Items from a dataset
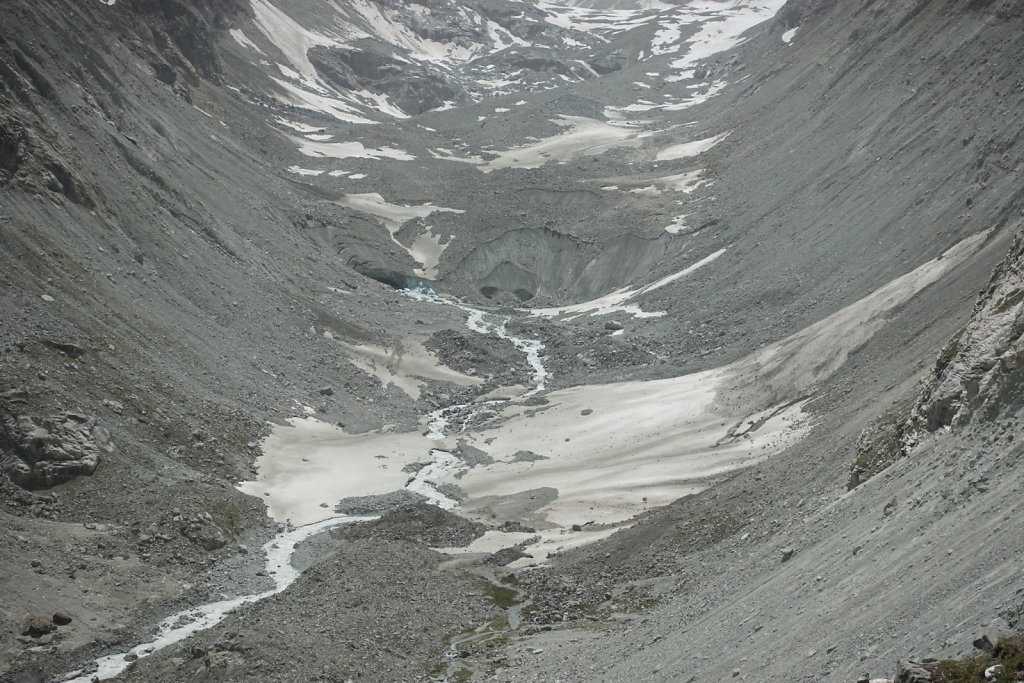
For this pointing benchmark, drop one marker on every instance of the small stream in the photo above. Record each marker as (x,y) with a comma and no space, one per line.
(513,613)
(280,549)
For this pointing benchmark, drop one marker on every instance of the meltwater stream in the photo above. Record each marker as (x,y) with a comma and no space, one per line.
(280,549)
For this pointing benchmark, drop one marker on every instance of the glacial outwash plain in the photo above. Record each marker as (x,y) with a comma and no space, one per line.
(511,340)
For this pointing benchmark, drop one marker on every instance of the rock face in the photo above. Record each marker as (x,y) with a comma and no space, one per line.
(978,371)
(39,453)
(978,367)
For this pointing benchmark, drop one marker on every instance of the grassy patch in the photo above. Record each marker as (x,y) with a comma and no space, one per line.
(1009,652)
(501,596)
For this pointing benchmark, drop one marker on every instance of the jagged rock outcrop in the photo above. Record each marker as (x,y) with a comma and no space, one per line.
(40,453)
(979,366)
(979,370)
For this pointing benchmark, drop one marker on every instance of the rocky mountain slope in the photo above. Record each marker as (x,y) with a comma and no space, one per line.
(786,210)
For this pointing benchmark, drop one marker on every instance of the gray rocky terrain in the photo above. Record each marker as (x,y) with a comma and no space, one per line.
(713,373)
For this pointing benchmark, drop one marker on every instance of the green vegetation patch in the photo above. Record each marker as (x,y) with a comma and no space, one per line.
(1009,653)
(501,596)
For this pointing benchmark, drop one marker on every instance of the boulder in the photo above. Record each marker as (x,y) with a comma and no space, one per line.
(36,626)
(40,453)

### SET TASK
Print every line of the rows above verbatim, leaving out the pictures.

### PROBLEM SOLUTION
For this pointing benchmark, drop one marker on every instance of the small stream in the photo above. Record each marker as (x,y) with a comma and no space, one per line.
(513,613)
(280,549)
For this pointing benchmark, drop one marker on every instance of the meltwater stream in the photo above. Record each marker as (x,y) with a comma and no space, one per line.
(280,549)
For this pointing benchmark, drop one marker on every instance of the glacial outwash plain in the photo above. Record each marker as (x,y) with a comma and no space, one per line.
(511,340)
For this pointing benchmark, drop one marker on every instance of the rock face in the photo above. Record each marker as (x,y) with a comma and no space, one per line.
(978,371)
(39,453)
(978,367)
For this pointing benchmark, drop one marker on every instance of the grassy patch in the photo above. Record each marker as (x,y) with a comma and no space, one per line.
(1009,652)
(501,596)
For this pointing benchmark, drop one marker on every instance of the jagged rock outcrop in the photo above. Record each marker as (x,y) with a comma and no space, one per line.
(40,453)
(979,366)
(979,370)
For this pointing benchmark, drop one marker on every instance of the rocky mountain slope in the photo above. Record each marker as (x,y) with a comma and no space, one per line.
(786,210)
For this pointing benchmark, drop one marker on every instance of the gray rocky terrain in the photo above. Record each marker as (x,y) with a comma and no space, one per line.
(713,373)
For this pointing benchmark, drop one marker on every instance of the green vegetation patch in the photo above. Record each marker as (x,y) with a comma and no space, one per line.
(1009,653)
(501,596)
For this pointing benchmark, drop one marker on every instance of the boulder in the photo above. Record each marker as (x,y) with a comma and no space, one per line.
(36,626)
(40,453)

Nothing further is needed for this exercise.